▶ **GIVEN INSTRUCTION**
The records underneath are to be repeated exactly, with the pictures left out.

======== MATERIAL ========

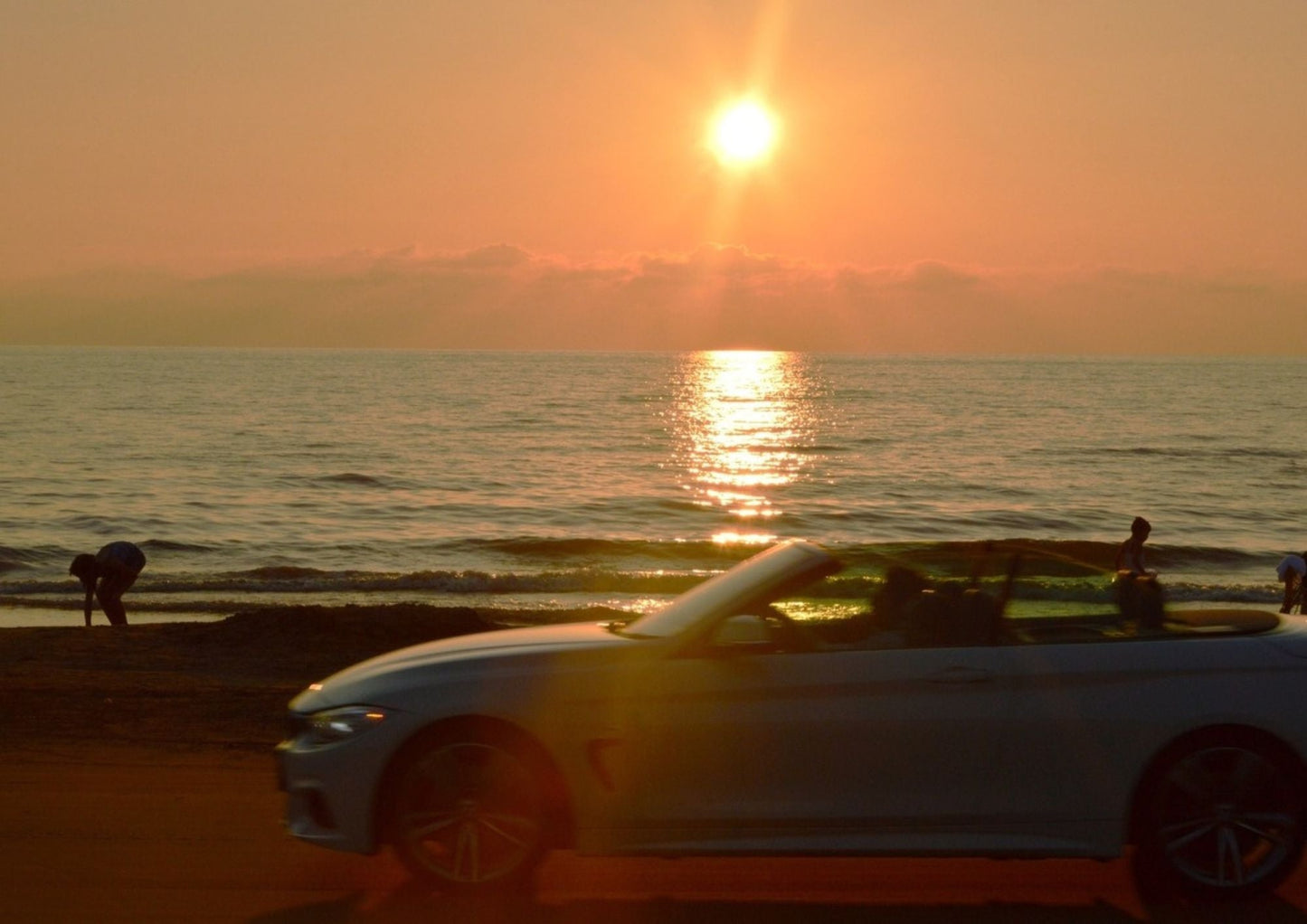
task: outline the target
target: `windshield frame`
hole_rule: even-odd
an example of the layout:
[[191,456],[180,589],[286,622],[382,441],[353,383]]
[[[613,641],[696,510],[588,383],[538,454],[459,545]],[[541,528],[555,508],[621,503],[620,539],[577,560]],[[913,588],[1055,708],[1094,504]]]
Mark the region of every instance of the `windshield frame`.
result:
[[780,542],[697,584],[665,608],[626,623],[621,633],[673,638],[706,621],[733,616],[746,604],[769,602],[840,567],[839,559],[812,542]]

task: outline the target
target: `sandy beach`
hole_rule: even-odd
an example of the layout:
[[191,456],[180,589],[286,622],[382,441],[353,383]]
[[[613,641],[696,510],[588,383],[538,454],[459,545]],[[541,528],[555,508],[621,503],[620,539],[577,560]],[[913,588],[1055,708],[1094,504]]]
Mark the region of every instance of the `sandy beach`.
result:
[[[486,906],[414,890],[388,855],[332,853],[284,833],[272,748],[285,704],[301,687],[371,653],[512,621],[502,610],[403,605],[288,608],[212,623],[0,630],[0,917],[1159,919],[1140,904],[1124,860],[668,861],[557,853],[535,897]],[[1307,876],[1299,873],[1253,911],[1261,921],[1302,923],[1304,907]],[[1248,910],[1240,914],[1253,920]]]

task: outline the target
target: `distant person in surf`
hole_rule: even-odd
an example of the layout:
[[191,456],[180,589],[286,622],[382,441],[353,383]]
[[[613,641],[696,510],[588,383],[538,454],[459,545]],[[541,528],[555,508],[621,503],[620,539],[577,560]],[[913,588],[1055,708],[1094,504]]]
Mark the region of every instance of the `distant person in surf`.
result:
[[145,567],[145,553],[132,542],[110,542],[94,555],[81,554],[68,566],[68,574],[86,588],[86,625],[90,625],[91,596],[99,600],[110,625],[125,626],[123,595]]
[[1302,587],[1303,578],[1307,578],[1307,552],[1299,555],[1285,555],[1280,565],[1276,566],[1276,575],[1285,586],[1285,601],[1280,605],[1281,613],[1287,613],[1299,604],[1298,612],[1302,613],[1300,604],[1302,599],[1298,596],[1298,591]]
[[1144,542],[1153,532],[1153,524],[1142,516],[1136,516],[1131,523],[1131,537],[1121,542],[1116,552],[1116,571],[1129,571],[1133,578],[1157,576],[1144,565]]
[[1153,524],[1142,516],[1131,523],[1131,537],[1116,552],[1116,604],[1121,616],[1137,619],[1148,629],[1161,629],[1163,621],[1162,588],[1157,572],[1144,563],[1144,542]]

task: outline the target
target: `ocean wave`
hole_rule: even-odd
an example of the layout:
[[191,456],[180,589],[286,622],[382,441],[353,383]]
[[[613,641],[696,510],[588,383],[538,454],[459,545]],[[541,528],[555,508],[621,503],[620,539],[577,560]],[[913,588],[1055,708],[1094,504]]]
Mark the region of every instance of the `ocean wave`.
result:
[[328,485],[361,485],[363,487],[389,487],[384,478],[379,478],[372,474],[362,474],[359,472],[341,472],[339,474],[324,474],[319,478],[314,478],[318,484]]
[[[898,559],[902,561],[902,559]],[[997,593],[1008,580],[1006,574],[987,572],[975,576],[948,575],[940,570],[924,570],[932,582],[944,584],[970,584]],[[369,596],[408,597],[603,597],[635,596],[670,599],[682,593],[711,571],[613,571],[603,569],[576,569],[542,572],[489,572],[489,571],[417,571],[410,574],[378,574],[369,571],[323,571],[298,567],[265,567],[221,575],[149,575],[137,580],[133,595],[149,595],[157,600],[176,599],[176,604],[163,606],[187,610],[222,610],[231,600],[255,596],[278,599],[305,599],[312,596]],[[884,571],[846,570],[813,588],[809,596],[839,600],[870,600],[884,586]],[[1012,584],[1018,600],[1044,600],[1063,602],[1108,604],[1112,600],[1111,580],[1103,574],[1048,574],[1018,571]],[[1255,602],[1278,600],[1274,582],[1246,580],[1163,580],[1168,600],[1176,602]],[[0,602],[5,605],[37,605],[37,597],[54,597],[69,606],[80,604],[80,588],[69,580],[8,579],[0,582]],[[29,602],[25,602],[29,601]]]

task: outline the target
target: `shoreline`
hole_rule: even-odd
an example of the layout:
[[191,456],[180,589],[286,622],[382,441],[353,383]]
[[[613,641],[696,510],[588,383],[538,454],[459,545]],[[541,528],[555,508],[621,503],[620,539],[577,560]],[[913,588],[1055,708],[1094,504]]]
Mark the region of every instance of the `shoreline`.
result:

========

▶ **SOLUTION FOR THIS PROBLEM**
task: outline the target
target: `windshield frame`
hole_rule: even-odd
an example of the layout:
[[191,456],[180,589],[286,622],[382,441],[353,383]]
[[[613,641],[696,510],[588,383],[538,454],[459,545]],[[541,528],[555,508],[621,503],[620,539],[577,560]],[[913,588],[1055,708],[1094,504]]]
Mark the region of every instance of the `windshield frame`.
result:
[[780,542],[697,584],[665,608],[626,623],[621,633],[673,638],[706,621],[733,616],[746,604],[769,602],[840,567],[839,559],[812,542]]

task: outline the target
target: `sandy beach`
hole_rule: even-odd
an example of the layout:
[[191,456],[180,589],[286,622],[382,441],[353,383]]
[[[613,641],[696,510],[588,383],[538,454],[459,545]],[[541,528],[555,508],[621,503],[620,539],[577,560]],[[913,588],[1055,708],[1094,504]]]
Mark the region of every instance of the `sandy beach`.
result:
[[[486,906],[414,890],[388,855],[332,853],[284,833],[272,748],[285,704],[301,687],[371,653],[512,621],[502,610],[403,605],[288,608],[212,623],[0,630],[0,917],[1159,919],[1140,904],[1124,860],[668,861],[557,853],[535,897]],[[1307,876],[1299,873],[1253,911],[1261,921],[1302,923],[1304,907]],[[1248,910],[1240,914],[1253,920]]]

task: outline the target
target: `distant person in surf`
hole_rule: even-odd
an example of the layout:
[[191,456],[180,589],[286,622],[382,441],[353,383]]
[[[613,641],[696,510],[588,383],[538,454],[459,545]],[[541,528],[555,508],[621,503],[620,539],[577,560]],[[913,588],[1055,708],[1094,504]]]
Mark the region of every instance of the `distant person in surf`.
result:
[[145,567],[145,553],[132,542],[110,542],[94,555],[81,554],[68,566],[68,574],[86,588],[86,625],[90,625],[91,596],[99,600],[110,625],[125,626],[123,595]]
[[1302,587],[1303,578],[1307,578],[1307,552],[1299,555],[1285,555],[1280,565],[1276,566],[1276,575],[1285,586],[1285,601],[1280,605],[1281,613],[1287,613],[1299,604],[1298,612],[1302,613],[1300,604],[1302,599],[1298,596],[1298,591]]
[[1144,542],[1153,532],[1153,524],[1142,516],[1136,516],[1131,523],[1131,537],[1121,542],[1116,552],[1116,571],[1129,571],[1133,578],[1157,576],[1144,565]]
[[1153,524],[1142,516],[1131,523],[1131,537],[1116,552],[1116,604],[1121,616],[1137,619],[1148,629],[1161,629],[1163,621],[1162,588],[1157,572],[1144,563],[1144,542]]

task: outline the target
target: `ocean wave`
hole_rule: even-odd
an example of the layout:
[[191,456],[180,589],[286,622],[382,441],[353,383]]
[[[613,641],[696,510],[588,383],[538,454],[459,545]],[[541,528],[555,508],[621,503],[620,539],[577,560]],[[913,588],[1055,708],[1094,504]]]
Mark the region of every instance of the `ocean wave`.
result:
[[328,485],[361,485],[363,487],[389,487],[384,478],[379,478],[372,474],[362,474],[359,472],[341,472],[339,474],[324,474],[319,478],[314,478],[318,484]]
[[[898,559],[902,561],[902,559]],[[997,593],[1008,580],[1006,574],[987,572],[975,576],[948,575],[940,570],[924,570],[932,582],[944,584],[970,584]],[[369,596],[408,597],[603,597],[635,596],[670,599],[682,593],[711,571],[613,571],[603,569],[576,569],[542,572],[489,572],[489,571],[417,571],[410,574],[378,574],[369,571],[323,571],[298,567],[265,567],[221,575],[149,575],[137,580],[133,595],[149,595],[157,600],[176,599],[176,604],[163,606],[187,610],[222,610],[231,600],[255,596],[278,599],[305,599],[312,596]],[[884,571],[846,570],[813,588],[809,596],[839,600],[870,600],[884,586]],[[1012,584],[1018,600],[1044,600],[1063,602],[1108,604],[1112,600],[1111,580],[1103,574],[1048,574],[1018,571]],[[1255,602],[1278,600],[1274,582],[1246,580],[1163,580],[1168,600],[1176,602]],[[0,602],[5,605],[37,605],[37,597],[54,597],[69,606],[80,604],[80,588],[69,580],[8,579],[0,582]],[[29,602],[25,602],[29,601]]]

task: outline the target
target: `shoreline`
hole_rule: even-odd
an example of the layout:
[[191,456],[180,589],[286,622],[382,441],[353,383]]
[[[613,641],[696,510],[588,383],[538,454],[459,545]],[[541,528],[555,508],[621,503],[620,539],[577,560]],[[913,588],[1055,708],[1094,504]]]
Mark the region of every instance of the `shoreline`.
result:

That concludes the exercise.